• Material for this exercise:
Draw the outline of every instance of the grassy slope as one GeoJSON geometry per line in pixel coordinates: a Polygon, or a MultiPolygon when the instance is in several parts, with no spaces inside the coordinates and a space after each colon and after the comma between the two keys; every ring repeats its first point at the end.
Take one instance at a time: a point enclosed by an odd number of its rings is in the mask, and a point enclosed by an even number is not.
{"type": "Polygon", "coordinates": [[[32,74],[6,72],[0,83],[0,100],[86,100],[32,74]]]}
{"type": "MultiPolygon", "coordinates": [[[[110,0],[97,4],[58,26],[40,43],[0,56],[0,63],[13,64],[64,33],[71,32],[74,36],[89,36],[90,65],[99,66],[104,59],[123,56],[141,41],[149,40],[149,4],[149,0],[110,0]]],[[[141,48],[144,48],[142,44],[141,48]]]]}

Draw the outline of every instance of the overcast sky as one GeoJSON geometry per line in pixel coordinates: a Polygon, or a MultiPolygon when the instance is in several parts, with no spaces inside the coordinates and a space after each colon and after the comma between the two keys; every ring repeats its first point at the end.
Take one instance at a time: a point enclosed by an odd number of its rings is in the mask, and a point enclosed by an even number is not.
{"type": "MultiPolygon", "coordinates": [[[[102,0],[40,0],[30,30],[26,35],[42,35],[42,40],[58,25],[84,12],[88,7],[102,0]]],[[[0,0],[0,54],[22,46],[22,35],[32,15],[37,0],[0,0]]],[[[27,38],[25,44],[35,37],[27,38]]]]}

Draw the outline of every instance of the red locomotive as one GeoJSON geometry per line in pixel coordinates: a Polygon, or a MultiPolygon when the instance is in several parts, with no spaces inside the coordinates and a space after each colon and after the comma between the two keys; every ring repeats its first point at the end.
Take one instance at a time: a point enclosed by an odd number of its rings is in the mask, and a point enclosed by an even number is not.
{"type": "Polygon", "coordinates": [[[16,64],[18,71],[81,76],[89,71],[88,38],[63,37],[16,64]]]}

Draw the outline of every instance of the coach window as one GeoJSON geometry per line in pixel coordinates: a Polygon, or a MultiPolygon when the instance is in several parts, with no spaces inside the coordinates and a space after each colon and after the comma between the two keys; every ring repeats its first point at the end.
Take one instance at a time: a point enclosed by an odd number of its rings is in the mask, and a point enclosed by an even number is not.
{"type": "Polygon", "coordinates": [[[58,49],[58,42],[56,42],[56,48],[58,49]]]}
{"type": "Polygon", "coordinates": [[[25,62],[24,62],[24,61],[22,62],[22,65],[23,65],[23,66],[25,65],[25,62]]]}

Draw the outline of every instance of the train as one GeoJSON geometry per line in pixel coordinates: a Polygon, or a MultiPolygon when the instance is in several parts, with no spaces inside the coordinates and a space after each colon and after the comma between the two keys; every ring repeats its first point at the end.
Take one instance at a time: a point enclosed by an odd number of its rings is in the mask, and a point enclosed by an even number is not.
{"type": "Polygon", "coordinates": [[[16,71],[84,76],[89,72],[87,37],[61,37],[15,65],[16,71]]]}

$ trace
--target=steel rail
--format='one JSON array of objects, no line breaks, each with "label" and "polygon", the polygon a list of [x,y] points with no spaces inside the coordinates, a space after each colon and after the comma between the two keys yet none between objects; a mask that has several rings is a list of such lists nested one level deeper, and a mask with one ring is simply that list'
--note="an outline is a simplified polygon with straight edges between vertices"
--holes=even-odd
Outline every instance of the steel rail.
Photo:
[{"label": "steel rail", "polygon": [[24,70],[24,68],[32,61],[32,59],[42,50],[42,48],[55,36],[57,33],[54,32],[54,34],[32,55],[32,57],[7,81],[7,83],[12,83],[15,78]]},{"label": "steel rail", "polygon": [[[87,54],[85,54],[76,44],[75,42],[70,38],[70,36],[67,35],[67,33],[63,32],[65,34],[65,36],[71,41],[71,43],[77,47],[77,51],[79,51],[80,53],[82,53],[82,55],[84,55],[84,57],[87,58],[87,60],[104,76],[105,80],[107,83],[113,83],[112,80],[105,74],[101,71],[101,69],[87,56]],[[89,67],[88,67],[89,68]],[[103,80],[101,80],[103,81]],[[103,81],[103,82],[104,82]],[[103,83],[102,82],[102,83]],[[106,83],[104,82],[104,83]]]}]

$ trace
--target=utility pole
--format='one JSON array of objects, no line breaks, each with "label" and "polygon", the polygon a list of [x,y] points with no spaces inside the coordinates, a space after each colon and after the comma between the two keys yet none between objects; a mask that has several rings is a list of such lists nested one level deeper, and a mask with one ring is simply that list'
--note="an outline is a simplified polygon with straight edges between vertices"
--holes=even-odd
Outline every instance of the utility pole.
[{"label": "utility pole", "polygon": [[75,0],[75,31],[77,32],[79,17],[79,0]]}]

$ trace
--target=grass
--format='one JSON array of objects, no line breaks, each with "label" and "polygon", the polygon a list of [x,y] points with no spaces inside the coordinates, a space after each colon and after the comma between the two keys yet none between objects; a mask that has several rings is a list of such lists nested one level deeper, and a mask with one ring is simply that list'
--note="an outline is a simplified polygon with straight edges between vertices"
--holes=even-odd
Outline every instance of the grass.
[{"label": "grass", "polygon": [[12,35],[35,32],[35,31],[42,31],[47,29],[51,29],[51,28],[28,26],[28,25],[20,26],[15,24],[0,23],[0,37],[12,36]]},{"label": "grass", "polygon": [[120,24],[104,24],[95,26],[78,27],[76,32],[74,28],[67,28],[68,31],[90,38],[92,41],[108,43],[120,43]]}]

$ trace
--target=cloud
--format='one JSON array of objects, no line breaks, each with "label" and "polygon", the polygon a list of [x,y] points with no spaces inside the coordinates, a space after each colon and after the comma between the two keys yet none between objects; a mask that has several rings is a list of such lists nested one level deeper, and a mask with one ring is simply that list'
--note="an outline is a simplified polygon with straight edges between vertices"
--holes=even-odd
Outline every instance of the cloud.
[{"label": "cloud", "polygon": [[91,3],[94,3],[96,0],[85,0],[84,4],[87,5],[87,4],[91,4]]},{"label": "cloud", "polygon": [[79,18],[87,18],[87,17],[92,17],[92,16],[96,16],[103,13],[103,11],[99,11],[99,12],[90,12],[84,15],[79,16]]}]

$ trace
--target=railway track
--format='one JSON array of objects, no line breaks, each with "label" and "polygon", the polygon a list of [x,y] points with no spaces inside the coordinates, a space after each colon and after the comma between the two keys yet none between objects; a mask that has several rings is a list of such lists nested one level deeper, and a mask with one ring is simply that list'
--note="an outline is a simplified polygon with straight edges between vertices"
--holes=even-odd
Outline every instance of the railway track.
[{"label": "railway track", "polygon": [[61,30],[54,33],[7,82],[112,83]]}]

• What to work on:
Using the data above, reproduce every line exactly.

• Answer to this problem:
Draw the outline of every instance of the grassy slope as one GeoJSON geometry per line in pixel coordinates: a Polygon, or a MultiPolygon when the instance is in several parts, with no spaces inside the coordinates and a space after each colon and after the comma between the two keys; every ring repeats its first point at the end.
Take one instance at a time: a point enclosed by an odd number of its rings is in the mask, and a point enclosed by an even number is not.
{"type": "Polygon", "coordinates": [[[32,74],[6,72],[0,83],[0,100],[86,100],[32,74]]]}
{"type": "MultiPolygon", "coordinates": [[[[110,0],[97,4],[58,26],[40,43],[0,56],[0,63],[13,64],[64,33],[71,32],[74,36],[89,36],[90,65],[99,66],[104,59],[123,56],[141,41],[149,40],[149,4],[149,0],[110,0]]],[[[141,48],[144,48],[142,44],[141,48]]]]}

Draw the outline of every instance of the overcast sky as one GeoJSON geometry per line in pixel coordinates: a Polygon, or a MultiPolygon when the instance is in several parts, with no spaces inside the coordinates and a space after each colon and after the comma between the two keys; every ring repeats its first point at the end.
Take one instance at a time: a point enclosed by an odd number of its rings is in the mask, and a point enclosed by an even number is not.
{"type": "MultiPolygon", "coordinates": [[[[102,0],[40,0],[30,30],[26,35],[42,35],[42,40],[58,25],[84,12],[88,7],[102,0]]],[[[0,0],[0,54],[22,46],[22,35],[32,15],[37,0],[0,0]]],[[[27,38],[25,44],[35,37],[27,38]]]]}

Draw the outline of every instance of the red locomotive as one GeoJSON geometry per line in pixel coordinates: a Polygon, or a MultiPolygon when the instance is in several parts, with no spaces inside the coordinates and a space after each colon and after the comma between the two keys; every ring repeats its first point at the end.
Take one instance at a time: a point enclosed by an odd number of its rings is in the mask, and a point enclosed by an even number is not.
{"type": "Polygon", "coordinates": [[[16,64],[18,71],[81,76],[89,71],[88,38],[63,37],[16,64]]]}

Draw the outline of every instance of the coach window as one GeoJSON geometry per line in pixel coordinates: a Polygon, or a MultiPolygon when the instance is in several parts, with no spaces inside the coordinates and a space after each colon and after the comma between the two keys; every ring repeats its first point at the end.
Take one instance at a time: a point enclosed by an odd number of its rings is in the mask, and a point enclosed by an even number is not.
{"type": "Polygon", "coordinates": [[[58,49],[58,42],[56,42],[56,48],[58,49]]]}
{"type": "Polygon", "coordinates": [[[25,62],[24,62],[24,61],[22,62],[22,65],[23,65],[23,66],[25,65],[25,62]]]}

Draw the outline of every instance of the train as one GeoJSON geometry per line in pixel coordinates: a Polygon, or a MultiPolygon when the instance is in several parts, with no spaces inside the coordinates and a space after each colon and after the comma between the two keys; every ring repeats its first point at the end.
Take one instance at a time: a point enclosed by an odd number of its rings is in the mask, and a point enclosed by an even number is not.
{"type": "Polygon", "coordinates": [[[16,71],[84,76],[89,72],[87,37],[61,37],[15,65],[16,71]]]}

$ trace
--target=steel rail
--format='one JSON array of objects, no line breaks, each with "label" and "polygon", the polygon a list of [x,y] points with no spaces inside the coordinates, a space after each colon and after the comma between the two keys yet none between objects; a mask that has several rings is a list of such lists nested one level deeper, and a mask with one ring is simply that list'
--note="an outline is a simplified polygon with straight edges between vertices"
--holes=even-odd
Outline every instance of the steel rail.
Photo:
[{"label": "steel rail", "polygon": [[24,70],[24,68],[32,61],[32,59],[42,50],[42,48],[55,36],[57,33],[54,32],[54,34],[32,55],[32,57],[7,81],[7,83],[12,83],[15,78]]},{"label": "steel rail", "polygon": [[[87,54],[85,54],[76,44],[75,42],[70,38],[70,36],[67,35],[67,33],[63,32],[65,34],[65,36],[71,41],[71,43],[77,47],[77,51],[79,51],[80,53],[82,53],[82,55],[84,55],[84,57],[87,58],[87,60],[104,76],[105,80],[107,83],[113,83],[112,80],[105,74],[101,71],[101,69],[87,56]],[[89,67],[88,67],[89,68]],[[103,80],[101,80],[103,81]],[[103,81],[103,82],[104,82]],[[103,83],[102,82],[102,83]],[[106,83],[104,82],[104,83]]]}]

$ trace
--target=utility pole
--format='one JSON array of objects, no line breaks, each with "label" and "polygon", the polygon a list of [x,y] points with no spaces inside the coordinates, a space after each colon and after the comma between the two keys yet none between objects; a mask that has several rings is a list of such lists nested one level deeper, and a mask with one ring is simply that list'
--note="an outline is a simplified polygon with straight edges between vertices"
--holes=even-odd
Outline every instance of the utility pole.
[{"label": "utility pole", "polygon": [[75,0],[75,31],[77,32],[79,17],[79,0]]}]

$ trace
--target=grass
--format='one JSON array of objects, no line breaks, each with "label" and "polygon", the polygon a list of [x,y] points with no spaces inside the coordinates, a space after each colon and after the comma between the two keys yet none between objects; a mask that has several rings is a list of such lists nested one level deeper, and a mask with one ring is simply that list'
--note="an outline is a simplified polygon with straight edges between vertices"
--holes=even-odd
Outline every instance of the grass.
[{"label": "grass", "polygon": [[12,35],[35,32],[35,31],[42,31],[47,29],[51,29],[51,28],[28,26],[28,25],[20,26],[15,24],[0,23],[0,37],[12,36]]},{"label": "grass", "polygon": [[120,24],[104,24],[95,26],[78,27],[76,32],[74,28],[67,28],[68,31],[90,38],[92,41],[108,43],[120,43]]}]

$ trace
--target=cloud
--format='one JSON array of objects, no line breaks, each with "label" and "polygon", the polygon a list of [x,y] points with no spaces inside the coordinates, a space after each colon and after the comma between the two keys yet none between objects; a mask that has several rings is a list of such lists nested one level deeper, and a mask with one ring is simply that list'
--note="an outline is a simplified polygon with straight edges between vertices"
--holes=even-odd
Outline every instance of the cloud.
[{"label": "cloud", "polygon": [[91,3],[94,3],[96,0],[85,0],[84,4],[87,5],[87,4],[91,4]]},{"label": "cloud", "polygon": [[79,18],[87,18],[87,17],[92,17],[92,16],[96,16],[103,13],[103,11],[99,11],[99,12],[90,12],[84,15],[79,16]]}]

$ trace
--target=railway track
--format='one JSON array of objects, no line breaks, each with "label" and "polygon", the polygon a list of [x,y] points with no spaces inside the coordinates, a space after each colon and after the comma between the two keys yet none between objects; a mask that has several rings is a list of such lists nested one level deeper, and a mask with one ring is simply that list'
--note="an outline is a simplified polygon with straight edges between vertices"
--holes=even-odd
Outline every instance of the railway track.
[{"label": "railway track", "polygon": [[61,30],[54,33],[7,82],[112,83]]}]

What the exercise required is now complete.